Stated task
Gather every line of the material below that contains the word "parking" and list those lines.

Point annotation dataset records
☆ ☆ ☆ ☆ ☆ ☆ ☆

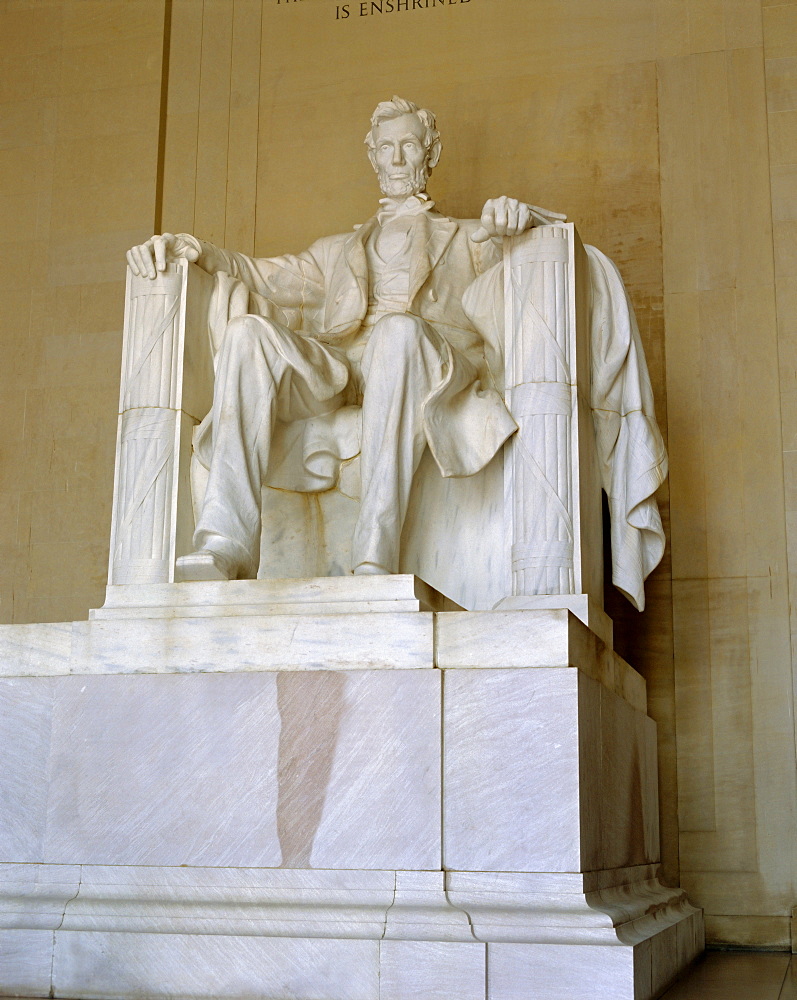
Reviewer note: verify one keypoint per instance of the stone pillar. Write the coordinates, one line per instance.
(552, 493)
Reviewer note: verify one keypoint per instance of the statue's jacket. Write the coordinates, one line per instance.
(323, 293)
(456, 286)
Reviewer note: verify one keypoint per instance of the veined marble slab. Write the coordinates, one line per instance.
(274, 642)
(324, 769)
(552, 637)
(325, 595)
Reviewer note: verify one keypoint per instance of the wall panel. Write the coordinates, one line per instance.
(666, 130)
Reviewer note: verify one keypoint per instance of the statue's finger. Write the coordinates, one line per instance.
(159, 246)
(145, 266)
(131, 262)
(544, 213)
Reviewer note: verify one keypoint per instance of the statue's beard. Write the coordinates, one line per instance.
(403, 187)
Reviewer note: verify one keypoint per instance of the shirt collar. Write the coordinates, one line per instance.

☆ ☆ ☆ ☆ ☆ ☆ ☆

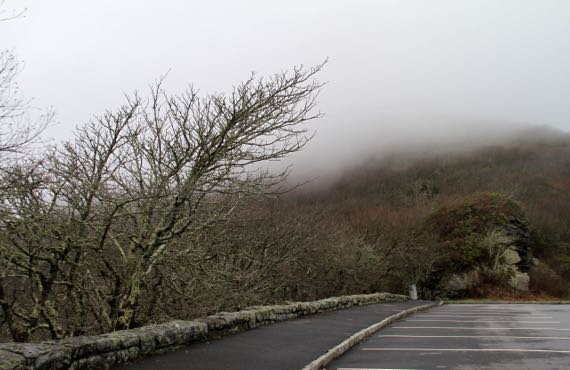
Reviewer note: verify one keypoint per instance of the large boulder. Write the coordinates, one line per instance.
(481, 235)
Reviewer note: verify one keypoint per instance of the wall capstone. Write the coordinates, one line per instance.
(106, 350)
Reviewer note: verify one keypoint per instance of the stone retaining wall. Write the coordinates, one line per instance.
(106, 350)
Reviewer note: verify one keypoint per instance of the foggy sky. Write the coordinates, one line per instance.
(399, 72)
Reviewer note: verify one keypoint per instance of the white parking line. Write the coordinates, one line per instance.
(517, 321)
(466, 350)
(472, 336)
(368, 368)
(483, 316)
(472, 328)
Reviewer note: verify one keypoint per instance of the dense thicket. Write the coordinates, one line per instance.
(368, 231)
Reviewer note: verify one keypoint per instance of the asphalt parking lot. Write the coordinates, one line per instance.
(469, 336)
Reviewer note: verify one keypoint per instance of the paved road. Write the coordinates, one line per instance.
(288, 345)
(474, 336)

☆ ☆ ☆ ☆ ☆ ☆ ☆

Task output
Reviewer note: verify one keypoint per instance of the white parking line. Write the coordinates, one line per instance.
Reviewer note: verify one keypoint per instance of the asphalt parking lot. Write the coordinates, one line per instance.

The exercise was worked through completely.